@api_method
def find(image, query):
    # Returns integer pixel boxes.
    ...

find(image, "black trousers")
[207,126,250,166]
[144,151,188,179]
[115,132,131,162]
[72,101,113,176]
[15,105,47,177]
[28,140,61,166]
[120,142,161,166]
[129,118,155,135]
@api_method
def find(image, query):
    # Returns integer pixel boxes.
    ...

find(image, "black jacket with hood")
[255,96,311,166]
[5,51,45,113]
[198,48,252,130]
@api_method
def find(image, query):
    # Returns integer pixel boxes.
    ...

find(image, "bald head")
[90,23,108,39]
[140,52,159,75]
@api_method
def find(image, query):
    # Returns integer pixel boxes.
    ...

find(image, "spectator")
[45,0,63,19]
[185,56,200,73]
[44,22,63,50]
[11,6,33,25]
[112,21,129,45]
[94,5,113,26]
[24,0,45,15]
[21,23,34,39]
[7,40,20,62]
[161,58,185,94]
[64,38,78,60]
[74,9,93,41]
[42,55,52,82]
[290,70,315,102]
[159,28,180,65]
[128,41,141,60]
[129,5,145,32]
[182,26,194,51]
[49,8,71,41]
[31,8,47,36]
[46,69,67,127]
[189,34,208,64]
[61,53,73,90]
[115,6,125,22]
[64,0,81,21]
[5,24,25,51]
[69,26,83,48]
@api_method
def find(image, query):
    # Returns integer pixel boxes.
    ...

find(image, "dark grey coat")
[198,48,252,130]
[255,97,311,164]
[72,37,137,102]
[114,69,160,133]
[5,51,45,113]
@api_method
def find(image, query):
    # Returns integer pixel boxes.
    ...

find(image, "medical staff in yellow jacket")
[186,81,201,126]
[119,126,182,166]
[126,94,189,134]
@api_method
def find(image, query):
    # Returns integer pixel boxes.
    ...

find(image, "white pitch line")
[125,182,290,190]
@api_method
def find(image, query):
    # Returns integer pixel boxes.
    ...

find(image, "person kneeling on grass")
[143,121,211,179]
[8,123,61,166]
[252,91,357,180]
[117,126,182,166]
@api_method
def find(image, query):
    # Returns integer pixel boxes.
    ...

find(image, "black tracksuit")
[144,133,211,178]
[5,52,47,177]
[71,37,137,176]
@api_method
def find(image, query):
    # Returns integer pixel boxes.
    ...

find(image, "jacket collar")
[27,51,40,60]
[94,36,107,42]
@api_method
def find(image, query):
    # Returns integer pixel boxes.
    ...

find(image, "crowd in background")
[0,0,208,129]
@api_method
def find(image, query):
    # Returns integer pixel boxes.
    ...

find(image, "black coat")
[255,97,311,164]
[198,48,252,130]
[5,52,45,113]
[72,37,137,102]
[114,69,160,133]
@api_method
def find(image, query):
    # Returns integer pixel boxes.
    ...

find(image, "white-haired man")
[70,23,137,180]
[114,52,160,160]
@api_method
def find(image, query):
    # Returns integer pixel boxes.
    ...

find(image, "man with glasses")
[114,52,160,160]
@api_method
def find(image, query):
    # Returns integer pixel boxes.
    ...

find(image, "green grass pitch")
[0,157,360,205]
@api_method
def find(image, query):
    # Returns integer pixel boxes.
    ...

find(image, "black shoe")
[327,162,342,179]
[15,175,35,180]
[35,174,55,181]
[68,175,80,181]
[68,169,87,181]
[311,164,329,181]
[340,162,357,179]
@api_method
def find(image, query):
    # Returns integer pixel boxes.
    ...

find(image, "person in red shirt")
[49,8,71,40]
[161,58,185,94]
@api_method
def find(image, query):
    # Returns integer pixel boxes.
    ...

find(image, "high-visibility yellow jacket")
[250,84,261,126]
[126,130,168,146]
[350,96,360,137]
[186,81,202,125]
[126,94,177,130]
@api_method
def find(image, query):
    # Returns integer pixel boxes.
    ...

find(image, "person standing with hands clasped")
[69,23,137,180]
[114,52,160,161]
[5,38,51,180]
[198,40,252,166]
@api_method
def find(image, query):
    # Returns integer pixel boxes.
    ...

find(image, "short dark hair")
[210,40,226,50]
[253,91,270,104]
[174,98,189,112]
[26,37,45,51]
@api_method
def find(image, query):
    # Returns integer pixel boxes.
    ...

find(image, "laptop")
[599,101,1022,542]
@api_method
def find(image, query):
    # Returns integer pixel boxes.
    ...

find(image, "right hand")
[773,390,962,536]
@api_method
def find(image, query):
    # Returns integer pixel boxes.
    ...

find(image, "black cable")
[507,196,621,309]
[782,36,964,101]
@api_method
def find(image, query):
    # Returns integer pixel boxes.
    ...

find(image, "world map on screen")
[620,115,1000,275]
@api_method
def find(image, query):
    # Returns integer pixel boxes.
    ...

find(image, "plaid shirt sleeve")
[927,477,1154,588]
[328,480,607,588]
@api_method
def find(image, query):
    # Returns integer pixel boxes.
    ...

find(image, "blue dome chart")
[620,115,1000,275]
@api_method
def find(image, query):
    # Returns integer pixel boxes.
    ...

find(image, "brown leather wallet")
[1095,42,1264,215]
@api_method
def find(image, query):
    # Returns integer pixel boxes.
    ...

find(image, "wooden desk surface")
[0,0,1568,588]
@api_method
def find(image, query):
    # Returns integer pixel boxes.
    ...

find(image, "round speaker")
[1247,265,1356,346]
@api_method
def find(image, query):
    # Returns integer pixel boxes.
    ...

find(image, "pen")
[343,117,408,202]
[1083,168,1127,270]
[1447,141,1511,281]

◆ ◆ ◆ ◆

### Was zu tun ist
Sammle alle Zeilen oben, in denen das Wort „with“ vorkommt, und gib sie unverändert wieder. Groß- und Kleinschreibung ist dabei zu beachten.

### Ergebnis der Übung
find(image, "black jacket with hood")
find(image, "man with glasses")
find(image, "person standing with hands clasped")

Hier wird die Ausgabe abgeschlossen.